Provided records:
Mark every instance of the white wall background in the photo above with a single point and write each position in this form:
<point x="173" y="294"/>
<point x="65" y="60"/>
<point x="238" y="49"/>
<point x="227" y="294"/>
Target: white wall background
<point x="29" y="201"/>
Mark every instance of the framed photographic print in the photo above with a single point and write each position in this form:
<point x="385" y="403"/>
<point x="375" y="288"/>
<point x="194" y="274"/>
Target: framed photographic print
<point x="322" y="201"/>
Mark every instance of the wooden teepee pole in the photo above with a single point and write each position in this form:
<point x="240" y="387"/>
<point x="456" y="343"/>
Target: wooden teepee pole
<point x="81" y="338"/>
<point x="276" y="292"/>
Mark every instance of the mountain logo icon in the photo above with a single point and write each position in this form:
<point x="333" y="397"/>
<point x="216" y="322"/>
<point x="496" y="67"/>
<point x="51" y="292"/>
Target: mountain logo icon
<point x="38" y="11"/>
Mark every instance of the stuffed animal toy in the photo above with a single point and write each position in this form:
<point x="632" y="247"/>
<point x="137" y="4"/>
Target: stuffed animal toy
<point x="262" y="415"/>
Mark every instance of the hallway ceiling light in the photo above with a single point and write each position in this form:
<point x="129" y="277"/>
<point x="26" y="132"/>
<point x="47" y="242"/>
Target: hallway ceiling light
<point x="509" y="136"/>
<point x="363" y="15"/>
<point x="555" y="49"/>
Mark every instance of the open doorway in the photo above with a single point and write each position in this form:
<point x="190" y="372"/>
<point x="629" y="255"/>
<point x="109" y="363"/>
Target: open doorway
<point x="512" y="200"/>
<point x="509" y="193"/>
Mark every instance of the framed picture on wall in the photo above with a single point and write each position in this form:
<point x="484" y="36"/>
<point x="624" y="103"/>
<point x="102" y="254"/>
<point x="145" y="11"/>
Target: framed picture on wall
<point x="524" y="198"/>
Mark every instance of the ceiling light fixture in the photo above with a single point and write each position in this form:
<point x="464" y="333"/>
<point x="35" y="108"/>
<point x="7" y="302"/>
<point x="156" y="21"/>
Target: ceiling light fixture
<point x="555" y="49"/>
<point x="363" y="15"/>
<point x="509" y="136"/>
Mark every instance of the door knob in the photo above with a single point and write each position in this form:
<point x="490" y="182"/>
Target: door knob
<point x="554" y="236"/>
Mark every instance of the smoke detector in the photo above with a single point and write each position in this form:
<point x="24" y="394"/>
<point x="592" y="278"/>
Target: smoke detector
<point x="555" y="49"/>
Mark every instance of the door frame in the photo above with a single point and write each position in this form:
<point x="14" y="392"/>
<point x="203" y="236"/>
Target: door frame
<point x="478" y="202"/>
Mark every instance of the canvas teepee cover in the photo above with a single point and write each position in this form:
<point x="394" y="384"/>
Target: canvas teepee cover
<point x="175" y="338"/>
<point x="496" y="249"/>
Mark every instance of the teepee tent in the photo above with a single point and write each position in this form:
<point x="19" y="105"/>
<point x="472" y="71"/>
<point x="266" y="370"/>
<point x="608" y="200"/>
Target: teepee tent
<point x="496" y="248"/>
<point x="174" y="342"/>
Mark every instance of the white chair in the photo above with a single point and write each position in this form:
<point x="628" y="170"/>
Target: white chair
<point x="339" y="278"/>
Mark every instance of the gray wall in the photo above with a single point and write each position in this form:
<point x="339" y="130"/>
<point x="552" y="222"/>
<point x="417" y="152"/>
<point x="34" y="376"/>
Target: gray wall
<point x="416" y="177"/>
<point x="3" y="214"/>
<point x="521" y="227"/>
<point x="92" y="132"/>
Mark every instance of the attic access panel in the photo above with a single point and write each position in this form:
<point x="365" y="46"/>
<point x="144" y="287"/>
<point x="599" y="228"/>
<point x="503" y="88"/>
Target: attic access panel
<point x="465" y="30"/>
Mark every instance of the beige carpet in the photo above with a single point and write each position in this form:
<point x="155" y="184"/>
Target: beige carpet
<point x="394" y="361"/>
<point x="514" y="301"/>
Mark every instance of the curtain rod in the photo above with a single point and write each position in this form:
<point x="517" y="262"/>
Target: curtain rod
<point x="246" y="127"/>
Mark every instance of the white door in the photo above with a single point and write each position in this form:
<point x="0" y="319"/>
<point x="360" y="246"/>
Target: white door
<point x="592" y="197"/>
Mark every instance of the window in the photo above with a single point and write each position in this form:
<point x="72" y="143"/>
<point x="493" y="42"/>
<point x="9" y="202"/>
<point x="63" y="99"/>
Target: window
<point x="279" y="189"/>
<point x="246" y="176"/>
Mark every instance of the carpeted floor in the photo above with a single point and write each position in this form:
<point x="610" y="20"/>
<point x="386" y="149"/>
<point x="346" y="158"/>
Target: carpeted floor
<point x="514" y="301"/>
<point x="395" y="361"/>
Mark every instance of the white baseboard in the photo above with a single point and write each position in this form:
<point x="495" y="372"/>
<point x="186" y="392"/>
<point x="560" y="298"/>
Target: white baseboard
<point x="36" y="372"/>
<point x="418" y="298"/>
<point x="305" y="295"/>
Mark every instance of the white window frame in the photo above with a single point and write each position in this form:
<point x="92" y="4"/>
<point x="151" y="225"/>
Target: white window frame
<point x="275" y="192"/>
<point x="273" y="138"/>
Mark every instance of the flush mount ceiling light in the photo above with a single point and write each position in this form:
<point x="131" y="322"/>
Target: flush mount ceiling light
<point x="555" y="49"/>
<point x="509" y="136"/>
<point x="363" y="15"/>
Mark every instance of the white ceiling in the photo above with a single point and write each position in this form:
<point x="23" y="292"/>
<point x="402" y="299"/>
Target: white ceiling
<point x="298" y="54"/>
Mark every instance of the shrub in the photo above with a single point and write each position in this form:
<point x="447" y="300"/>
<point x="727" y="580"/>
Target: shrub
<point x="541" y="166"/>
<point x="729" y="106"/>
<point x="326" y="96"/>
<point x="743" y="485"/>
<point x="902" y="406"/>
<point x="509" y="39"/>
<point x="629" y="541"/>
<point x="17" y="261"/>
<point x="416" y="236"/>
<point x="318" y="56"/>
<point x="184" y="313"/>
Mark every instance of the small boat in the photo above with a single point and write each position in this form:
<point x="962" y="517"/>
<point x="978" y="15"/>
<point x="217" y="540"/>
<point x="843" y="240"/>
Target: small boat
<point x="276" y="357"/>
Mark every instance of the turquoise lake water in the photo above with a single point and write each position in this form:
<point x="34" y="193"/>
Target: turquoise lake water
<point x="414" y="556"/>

Required work: Reproduce all of the items above word for word, keeping every line in its original order.

Exercise response:
Mark every instance of the white wall background in the photo above with a single point and write each position in this form:
<point x="173" y="294"/>
<point x="65" y="60"/>
<point x="238" y="49"/>
<point x="227" y="294"/>
Target: white wall background
<point x="29" y="201"/>
Mark every instance of the framed photographic print in the photo above with a single point and write each position in this form:
<point x="385" y="403"/>
<point x="375" y="288"/>
<point x="194" y="274"/>
Target: framed photographic print
<point x="322" y="201"/>
Mark every instance of the wooden teepee pole in the photo above with a single point and write each position in this form:
<point x="240" y="387"/>
<point x="456" y="343"/>
Target: wooden teepee pole
<point x="81" y="338"/>
<point x="276" y="292"/>
Mark every instance of the mountain logo icon in the photo above with a single point and write each position in this form:
<point x="333" y="397"/>
<point x="216" y="322"/>
<point x="496" y="67"/>
<point x="51" y="292"/>
Target: mountain logo icon
<point x="38" y="11"/>
Mark every instance of the stuffed animal toy in the photo above with a single point and write each position in this form:
<point x="632" y="247"/>
<point x="137" y="4"/>
Target: stuffed animal toy
<point x="262" y="415"/>
Mark every instance of the hallway ceiling light in the photo above with a single point and write each position in this form:
<point x="129" y="277"/>
<point x="26" y="132"/>
<point x="47" y="242"/>
Target: hallway ceiling light
<point x="509" y="136"/>
<point x="363" y="15"/>
<point x="555" y="49"/>
Mark every instance of the open doorway in the photo above with a single point and write each position in this form:
<point x="190" y="372"/>
<point x="629" y="255"/>
<point x="109" y="363"/>
Target: open doorway
<point x="512" y="200"/>
<point x="509" y="193"/>
Mark every instance of the framed picture on wall in the photo above with a single point and write each position in this form:
<point x="484" y="36"/>
<point x="624" y="103"/>
<point x="102" y="254"/>
<point x="145" y="11"/>
Target: framed picture on wall
<point x="524" y="198"/>
Mark every instance of the ceiling light fixture in the photo above with a single point and write each position in this form:
<point x="464" y="333"/>
<point x="35" y="108"/>
<point x="7" y="302"/>
<point x="156" y="21"/>
Target: ceiling light fixture
<point x="555" y="49"/>
<point x="363" y="15"/>
<point x="509" y="136"/>
Mark every instance of the door knob in the photo above with a single point and write each position in this form:
<point x="490" y="182"/>
Target: door knob
<point x="554" y="236"/>
Mark every instance of the smoke detector in the photo above with a single point and write each position in this form:
<point x="24" y="394"/>
<point x="592" y="278"/>
Target: smoke detector
<point x="555" y="49"/>
Mark every instance of the door frame in the photo above with a single point and write each position in this form:
<point x="14" y="392"/>
<point x="203" y="236"/>
Target: door frame
<point x="478" y="202"/>
Mark every instance of the canvas teepee cover in the photo above with a single point and write each position in this form:
<point x="394" y="384"/>
Target: canvas teepee cover
<point x="175" y="338"/>
<point x="496" y="249"/>
Mark every instance of the teepee tent in the photo above with a single point and write each position in this form:
<point x="19" y="105"/>
<point x="472" y="71"/>
<point x="266" y="370"/>
<point x="608" y="200"/>
Target: teepee tent
<point x="496" y="248"/>
<point x="174" y="342"/>
Mark every instance of the white chair in the photo above with a single point and write each position in this form:
<point x="628" y="170"/>
Target: white chair
<point x="339" y="278"/>
Mark every instance of the gray wall in the photo above with a single point and write each position in this form:
<point x="339" y="130"/>
<point x="552" y="222"/>
<point x="417" y="152"/>
<point x="34" y="376"/>
Target: gray wall
<point x="416" y="177"/>
<point x="3" y="214"/>
<point x="521" y="227"/>
<point x="92" y="132"/>
Mark every instance of the attic access panel in the photo above with a single point and write each position in this form:
<point x="365" y="46"/>
<point x="144" y="287"/>
<point x="599" y="228"/>
<point x="503" y="88"/>
Target: attic access panel
<point x="465" y="30"/>
Mark every instance of the beige carpet in the photo above with a single point and write each position in this form:
<point x="155" y="184"/>
Target: beige carpet
<point x="394" y="361"/>
<point x="514" y="301"/>
Mark every instance of the curtain rod in the photo above with a single point and write each position in this form:
<point x="517" y="262"/>
Target: curtain rod
<point x="246" y="127"/>
Mark every instance of the white door in the photo above with a single point and write each position in this form:
<point x="0" y="319"/>
<point x="360" y="246"/>
Target: white door
<point x="592" y="197"/>
Mark every instance of the window in the photo above with a single point and write each position in this form:
<point x="72" y="143"/>
<point x="493" y="42"/>
<point x="9" y="202"/>
<point x="63" y="99"/>
Target: window
<point x="279" y="189"/>
<point x="246" y="176"/>
Mark every instance of the carpeted floor in the photo above with a single point and write each position in this form:
<point x="610" y="20"/>
<point x="386" y="149"/>
<point x="346" y="158"/>
Target: carpeted floor
<point x="514" y="301"/>
<point x="395" y="361"/>
Mark every instance of the white baseboard in the photo above with a single point and write each position in this form:
<point x="495" y="372"/>
<point x="186" y="392"/>
<point x="560" y="298"/>
Target: white baseboard
<point x="36" y="372"/>
<point x="418" y="298"/>
<point x="305" y="295"/>
Mark every instance of the white window frame in the photo above with a single point and write each position in this form:
<point x="92" y="4"/>
<point x="151" y="225"/>
Target: white window frame
<point x="275" y="192"/>
<point x="273" y="138"/>
Mark every instance of the flush mount ceiling light in the photo above with a single point and write each position in this form:
<point x="131" y="322"/>
Target: flush mount ceiling light
<point x="555" y="49"/>
<point x="509" y="136"/>
<point x="363" y="15"/>
Mark every instance of the white ceiling in the photo above with a single point and write each position in this form:
<point x="23" y="292"/>
<point x="402" y="299"/>
Target: white ceiling
<point x="298" y="54"/>
Mark every instance of the shrub in the photo above with a single point and write each position in this form:
<point x="447" y="300"/>
<point x="727" y="580"/>
Target: shrub
<point x="541" y="166"/>
<point x="729" y="106"/>
<point x="326" y="96"/>
<point x="743" y="485"/>
<point x="902" y="406"/>
<point x="509" y="39"/>
<point x="629" y="541"/>
<point x="17" y="261"/>
<point x="416" y="236"/>
<point x="318" y="56"/>
<point x="184" y="313"/>
Mark every instance of the small boat in the photo above with a single point and write each position in this form:
<point x="962" y="517"/>
<point x="978" y="15"/>
<point x="217" y="540"/>
<point x="843" y="240"/>
Target: small boat
<point x="276" y="357"/>
Mark every instance of the turquoise lake water in the photo above with a single point and write each position in this form:
<point x="34" y="193"/>
Target: turquoise lake water
<point x="414" y="556"/>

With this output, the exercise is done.